Stored records:

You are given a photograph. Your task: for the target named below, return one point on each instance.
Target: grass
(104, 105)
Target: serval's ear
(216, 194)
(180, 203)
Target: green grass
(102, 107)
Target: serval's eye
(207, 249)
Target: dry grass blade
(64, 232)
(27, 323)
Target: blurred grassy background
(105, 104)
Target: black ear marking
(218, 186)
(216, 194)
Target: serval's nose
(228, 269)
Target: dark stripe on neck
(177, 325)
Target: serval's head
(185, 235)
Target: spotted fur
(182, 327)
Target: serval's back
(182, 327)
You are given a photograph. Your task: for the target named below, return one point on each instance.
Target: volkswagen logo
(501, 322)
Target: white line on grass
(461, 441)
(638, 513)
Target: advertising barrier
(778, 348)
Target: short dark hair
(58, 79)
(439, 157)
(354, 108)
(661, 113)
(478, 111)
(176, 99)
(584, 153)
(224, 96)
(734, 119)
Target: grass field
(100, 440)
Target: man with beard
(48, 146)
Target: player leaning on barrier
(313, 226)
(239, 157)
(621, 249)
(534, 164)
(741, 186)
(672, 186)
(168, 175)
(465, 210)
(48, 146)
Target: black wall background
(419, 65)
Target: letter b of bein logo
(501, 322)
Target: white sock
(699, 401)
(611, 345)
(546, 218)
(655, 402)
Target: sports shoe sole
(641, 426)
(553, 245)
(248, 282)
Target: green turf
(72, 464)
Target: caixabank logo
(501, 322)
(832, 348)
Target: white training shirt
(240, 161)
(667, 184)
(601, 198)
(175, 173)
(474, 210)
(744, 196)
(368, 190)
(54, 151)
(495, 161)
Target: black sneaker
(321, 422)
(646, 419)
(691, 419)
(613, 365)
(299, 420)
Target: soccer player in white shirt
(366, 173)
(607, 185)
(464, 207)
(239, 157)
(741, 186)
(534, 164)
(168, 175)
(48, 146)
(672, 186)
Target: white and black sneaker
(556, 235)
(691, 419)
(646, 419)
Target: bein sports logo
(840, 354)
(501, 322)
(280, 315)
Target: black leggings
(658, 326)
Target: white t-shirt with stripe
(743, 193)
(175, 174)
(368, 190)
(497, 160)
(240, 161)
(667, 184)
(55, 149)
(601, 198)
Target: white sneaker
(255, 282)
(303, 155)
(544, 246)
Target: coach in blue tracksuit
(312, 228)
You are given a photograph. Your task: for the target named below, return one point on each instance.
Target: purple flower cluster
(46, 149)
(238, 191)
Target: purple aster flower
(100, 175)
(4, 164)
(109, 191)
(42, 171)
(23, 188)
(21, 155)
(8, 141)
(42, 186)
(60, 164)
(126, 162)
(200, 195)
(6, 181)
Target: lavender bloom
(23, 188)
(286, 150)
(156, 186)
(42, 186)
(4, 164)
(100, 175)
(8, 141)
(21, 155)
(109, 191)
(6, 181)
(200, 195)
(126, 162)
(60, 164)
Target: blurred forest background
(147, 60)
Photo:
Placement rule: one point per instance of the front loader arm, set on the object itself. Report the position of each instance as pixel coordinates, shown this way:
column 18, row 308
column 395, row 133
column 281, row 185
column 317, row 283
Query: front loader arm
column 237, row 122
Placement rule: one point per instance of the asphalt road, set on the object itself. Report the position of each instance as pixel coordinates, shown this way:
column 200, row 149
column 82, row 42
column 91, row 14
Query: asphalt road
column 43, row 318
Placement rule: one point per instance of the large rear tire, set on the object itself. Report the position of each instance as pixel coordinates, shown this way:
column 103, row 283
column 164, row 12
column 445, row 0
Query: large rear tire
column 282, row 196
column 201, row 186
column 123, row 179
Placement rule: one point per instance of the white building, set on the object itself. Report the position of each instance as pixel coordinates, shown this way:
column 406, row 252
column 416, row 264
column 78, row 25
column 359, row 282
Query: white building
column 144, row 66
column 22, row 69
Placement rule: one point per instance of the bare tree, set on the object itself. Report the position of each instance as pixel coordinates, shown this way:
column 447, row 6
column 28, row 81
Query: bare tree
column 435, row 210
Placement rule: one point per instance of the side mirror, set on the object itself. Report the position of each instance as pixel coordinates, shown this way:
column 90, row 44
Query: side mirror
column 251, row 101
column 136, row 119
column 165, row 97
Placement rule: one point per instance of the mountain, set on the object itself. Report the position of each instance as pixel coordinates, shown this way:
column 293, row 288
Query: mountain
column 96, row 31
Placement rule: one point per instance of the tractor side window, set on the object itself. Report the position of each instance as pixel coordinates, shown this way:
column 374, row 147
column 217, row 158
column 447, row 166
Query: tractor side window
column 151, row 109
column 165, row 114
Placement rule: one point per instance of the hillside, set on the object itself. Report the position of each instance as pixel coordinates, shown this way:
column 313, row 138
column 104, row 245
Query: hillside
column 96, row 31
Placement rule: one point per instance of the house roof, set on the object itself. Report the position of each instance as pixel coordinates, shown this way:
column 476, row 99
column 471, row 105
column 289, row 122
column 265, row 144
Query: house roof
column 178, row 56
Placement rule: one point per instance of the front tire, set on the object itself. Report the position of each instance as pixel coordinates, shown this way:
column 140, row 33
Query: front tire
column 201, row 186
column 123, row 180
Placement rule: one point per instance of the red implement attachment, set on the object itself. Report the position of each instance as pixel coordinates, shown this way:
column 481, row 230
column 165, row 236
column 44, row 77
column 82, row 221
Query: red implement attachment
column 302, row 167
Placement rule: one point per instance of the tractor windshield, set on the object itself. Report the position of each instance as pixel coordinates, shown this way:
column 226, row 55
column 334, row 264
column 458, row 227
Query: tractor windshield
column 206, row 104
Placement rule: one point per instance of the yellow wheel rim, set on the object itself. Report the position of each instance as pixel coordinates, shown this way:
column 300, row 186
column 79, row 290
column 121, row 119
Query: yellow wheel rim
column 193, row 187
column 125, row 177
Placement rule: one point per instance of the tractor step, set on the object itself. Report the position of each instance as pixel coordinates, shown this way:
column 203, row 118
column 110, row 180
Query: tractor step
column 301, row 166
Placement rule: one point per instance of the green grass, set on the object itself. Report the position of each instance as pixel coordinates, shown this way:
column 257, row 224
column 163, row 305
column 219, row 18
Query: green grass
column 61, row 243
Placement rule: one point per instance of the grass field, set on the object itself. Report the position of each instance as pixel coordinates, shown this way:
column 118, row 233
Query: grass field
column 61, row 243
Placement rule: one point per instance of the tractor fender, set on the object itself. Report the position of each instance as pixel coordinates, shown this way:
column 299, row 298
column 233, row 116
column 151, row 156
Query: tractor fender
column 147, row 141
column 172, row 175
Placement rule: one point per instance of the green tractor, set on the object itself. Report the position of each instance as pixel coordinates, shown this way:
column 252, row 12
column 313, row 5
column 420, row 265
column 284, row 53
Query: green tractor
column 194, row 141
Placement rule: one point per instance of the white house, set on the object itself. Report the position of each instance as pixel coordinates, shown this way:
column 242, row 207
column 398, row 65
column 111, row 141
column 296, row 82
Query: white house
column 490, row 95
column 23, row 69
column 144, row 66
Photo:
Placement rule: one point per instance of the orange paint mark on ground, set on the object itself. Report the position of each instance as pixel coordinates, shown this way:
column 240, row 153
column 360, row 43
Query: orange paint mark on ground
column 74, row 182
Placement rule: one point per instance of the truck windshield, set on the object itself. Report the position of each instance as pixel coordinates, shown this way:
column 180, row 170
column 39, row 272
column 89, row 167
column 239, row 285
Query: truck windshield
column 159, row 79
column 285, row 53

■ TASK TO COMPLETE
Rewrite all the lines above so that "Placement rule" reads "Pointing rule" wherever it occurs. Leave everything else unchanged.

■ FULL SOLUTION
You are given a photograph. Your task: for the target named below, return one point on each instance.
Target: grass
(104, 105)
Target: serval's ear
(216, 194)
(180, 203)
Target: green grass
(102, 107)
Target: serval's eye
(207, 249)
Target: dry grass blade
(64, 232)
(27, 323)
Target: blurred grassy background
(105, 104)
Target: black ear marking
(218, 186)
(216, 194)
Target: serval's nose
(228, 269)
Target: dark stripe on neck
(177, 325)
Target: serval's head
(185, 235)
Target: spotted fur
(182, 327)
Target: serval's back
(182, 327)
You are given a photograph. Your task: for the target named below, return one point on each instance.
Target: volkswagen logo
(501, 322)
Target: white line on grass
(461, 441)
(638, 513)
Target: advertising barrier
(778, 348)
Target: short dark hair
(58, 79)
(439, 157)
(354, 108)
(661, 113)
(478, 111)
(176, 99)
(584, 153)
(224, 96)
(734, 119)
Target: grass field
(100, 440)
Target: man with beard
(48, 146)
Target: player leaning on barrier
(313, 226)
(239, 157)
(621, 249)
(534, 164)
(741, 186)
(672, 186)
(168, 175)
(465, 210)
(48, 146)
Target: black wall background
(419, 65)
Target: letter b of bein logo
(501, 322)
Target: white sock
(699, 401)
(611, 345)
(546, 218)
(655, 402)
Target: sports shoe sole
(641, 426)
(553, 245)
(248, 282)
Target: green turf
(72, 464)
Target: caixabank logo
(501, 322)
(832, 348)
Target: white training shirt
(240, 161)
(667, 184)
(601, 198)
(175, 173)
(474, 210)
(744, 196)
(368, 190)
(54, 151)
(495, 161)
Target: black sneaker
(321, 422)
(646, 419)
(691, 419)
(613, 365)
(299, 420)
Target: soccer player in white shirt
(366, 173)
(607, 185)
(464, 207)
(239, 157)
(741, 186)
(534, 164)
(168, 175)
(48, 146)
(672, 186)
Target: white and black sneaker
(556, 235)
(691, 419)
(646, 419)
Target: bein sports logo
(840, 354)
(501, 322)
(280, 315)
Target: black leggings
(658, 326)
Target: white t-shirt with stripe
(743, 193)
(175, 174)
(368, 190)
(497, 160)
(240, 161)
(667, 184)
(55, 149)
(601, 198)
Target: white sneaker
(255, 282)
(303, 155)
(544, 246)
Target: coach in blue tracksuit
(312, 228)
You are given a photograph. Your task: for the target named below, return one point on each instance.
Target: purple flower cluster
(46, 149)
(238, 191)
Target: purple aster flower
(100, 175)
(4, 164)
(109, 191)
(42, 171)
(23, 188)
(21, 155)
(8, 141)
(42, 186)
(60, 164)
(126, 162)
(200, 195)
(6, 181)
Target: lavender bloom
(23, 188)
(286, 150)
(156, 186)
(42, 186)
(4, 164)
(100, 175)
(8, 141)
(21, 155)
(109, 191)
(6, 181)
(200, 195)
(126, 162)
(60, 164)
Target: blurred forest background
(147, 60)
Photo:
Pointing rule: one point per instance of the front loader arm, set on the object itself. Report the position of each instance as pixel coordinates, shown this way:
column 18, row 308
column 395, row 133
column 281, row 185
column 317, row 283
Query: front loader arm
column 237, row 122
Pointing rule: one point per instance of the asphalt road, set on the object itself. Report the position of each instance as pixel coordinates, shown this way:
column 200, row 149
column 82, row 42
column 91, row 14
Query: asphalt road
column 43, row 318
Pointing rule: one point per instance of the large rear tire, set on the object itself. Report the position of each instance as pixel coordinates, shown this way:
column 103, row 283
column 164, row 12
column 445, row 0
Query: large rear tire
column 282, row 196
column 201, row 186
column 123, row 179
Pointing rule: one point per instance of the white building, set on the object itself. Report the position of each instance as pixel coordinates, shown this way:
column 406, row 252
column 416, row 264
column 78, row 25
column 359, row 282
Query: white building
column 144, row 66
column 22, row 69
Pointing rule: one point per instance of the bare tree, set on the object itself. Report the position of each instance as pixel coordinates, shown this way:
column 447, row 6
column 28, row 81
Query: bare tree
column 435, row 210
Pointing rule: one point per instance of the side mirror, set on the object itself. Report the position of each instance as pixel coordinates, shown this way:
column 90, row 44
Query: side mirror
column 251, row 101
column 136, row 119
column 165, row 97
Pointing rule: one point per instance of the mountain, set on the object itself. Report the position of each instance as pixel coordinates, shown this way:
column 293, row 288
Query: mountain
column 96, row 31
Pointing rule: one point per instance of the tractor side window, set on the object itself. Report the position of each instance as pixel coordinates, shown this way:
column 374, row 147
column 217, row 158
column 447, row 166
Query: tractor side window
column 151, row 109
column 165, row 114
Pointing rule: one point per instance of the hillside, set on the object itself. Report the position of each instance as pixel coordinates, shown this way:
column 313, row 138
column 104, row 245
Query: hillside
column 96, row 31
Pointing rule: one point per instance of the house roof, set on the object itself. Report the position of each instance as pixel coordinates, shown this way:
column 476, row 99
column 471, row 105
column 289, row 122
column 265, row 144
Query: house roof
column 178, row 56
Pointing rule: one point per instance of the front tire, set on the object itself. Report the position of each instance as pixel coordinates, shown this way:
column 140, row 33
Query: front tire
column 201, row 186
column 123, row 180
Pointing rule: one point per instance of the red implement attachment, set on the object itself. Report the position of each instance as pixel coordinates, shown this way:
column 481, row 230
column 165, row 236
column 44, row 77
column 82, row 221
Query: red implement attachment
column 302, row 167
Pointing rule: one point per instance of the tractor windshield, set on the object itself. Report the position of each instance as pixel coordinates, shown this way:
column 226, row 55
column 334, row 264
column 458, row 227
Query: tractor windshield
column 206, row 104
Pointing rule: one point per instance of the yellow wheel rim, set on the object itself. Report the position of each instance as pixel coordinates, shown this way:
column 300, row 186
column 79, row 290
column 121, row 119
Query: yellow wheel rim
column 193, row 187
column 125, row 177
Pointing rule: one point per instance of the tractor step, set on the object itself. Report the position of each instance as pixel coordinates, shown this way:
column 203, row 118
column 110, row 180
Query: tractor step
column 301, row 166
Pointing rule: one point per instance of the green grass, set on the object itself. Report the position of each instance as pixel coordinates, shown this way:
column 257, row 224
column 163, row 305
column 219, row 18
Query: green grass
column 61, row 243
Pointing rule: one point per instance of the grass field, set on the object itself. Report the position of each instance as pixel coordinates, shown this way:
column 118, row 233
Query: grass field
column 61, row 243
Pointing rule: one point per instance of the tractor fender, set on the object itself. Report the position of each instance as pixel coordinates, shown this way:
column 299, row 298
column 233, row 116
column 151, row 156
Query: tractor fender
column 147, row 141
column 172, row 175
Pointing rule: one point per instance of the green tractor, set on the object itself. Report the position of each instance as pixel coordinates, shown this way:
column 252, row 12
column 313, row 5
column 420, row 265
column 284, row 53
Query: green tractor
column 194, row 141
Pointing rule: one point per instance of the white house, set on the object itself. Report the position of each instance as pixel coordinates, shown this way:
column 242, row 207
column 398, row 65
column 111, row 141
column 296, row 82
Query: white house
column 490, row 95
column 23, row 69
column 144, row 66
Photo:
Pointing rule: one point per instance of the orange paint mark on ground, set on the object itself. Report the position of each instance as pixel coordinates, shown this way:
column 240, row 153
column 360, row 43
Query: orange paint mark on ground
column 74, row 182
Pointing rule: one point per instance of the truck windshield, set on the object itself. Report the position of each instance as pixel coordinates, shown this way:
column 180, row 170
column 39, row 272
column 89, row 167
column 239, row 285
Query: truck windshield
column 159, row 79
column 285, row 53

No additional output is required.